-- begin Record list --

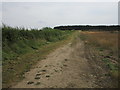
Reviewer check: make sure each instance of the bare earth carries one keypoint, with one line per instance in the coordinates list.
(66, 67)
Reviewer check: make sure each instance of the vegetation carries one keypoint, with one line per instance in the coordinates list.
(18, 41)
(22, 48)
(106, 46)
(89, 28)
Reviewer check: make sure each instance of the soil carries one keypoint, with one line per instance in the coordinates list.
(69, 66)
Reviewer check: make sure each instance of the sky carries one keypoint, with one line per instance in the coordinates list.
(50, 14)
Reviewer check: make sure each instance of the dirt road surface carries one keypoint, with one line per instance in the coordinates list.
(66, 67)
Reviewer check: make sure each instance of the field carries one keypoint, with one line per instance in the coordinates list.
(23, 48)
(104, 45)
(51, 58)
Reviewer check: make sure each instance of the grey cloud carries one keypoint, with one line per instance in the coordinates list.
(43, 14)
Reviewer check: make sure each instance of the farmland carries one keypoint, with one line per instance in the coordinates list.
(51, 58)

-- end Record list --

What the task requires: Scale every keypoint coordinate in the entries above by 2.5, rounding to whole numbers with halves going up. Then write out all the lines again with the new values, keeping each reviewer check line unchanged and leaving out the pictures.

Exercise answer:
Reviewer check: make sure each instance of the bare earth carries one keypoint, with one line per instance in the coordinates list.
(165, 168)
Reviewer check: make sure each instance of the vegetation carries one keypoint, with one line per instance in the coordinates list.
(45, 103)
(55, 120)
(265, 115)
(223, 70)
Reviewer check: make sure each instance of the soil carries one keypoint, with one line per instance in the coordinates list.
(173, 165)
Reviewer check: make sure each instance of the sky carries one keypoint, with one line per instance in the coordinates list.
(125, 35)
Reviewer check: make sure each instance of the dirt road surface carries one keypoint, with one line per instance in the coordinates list.
(165, 168)
Reviewer check: make sure each instance of the field carries one keypoint, with one line per instance in the coordinates list.
(58, 120)
(260, 113)
(128, 145)
Reviewer check: make sure each instance of the grey cloud carries one keypoint, with one line per instance in the coordinates list.
(108, 35)
Reviewer check: make sure each instance of the farmland carries one keypoint, with one line per instance in the coordinates list.
(128, 145)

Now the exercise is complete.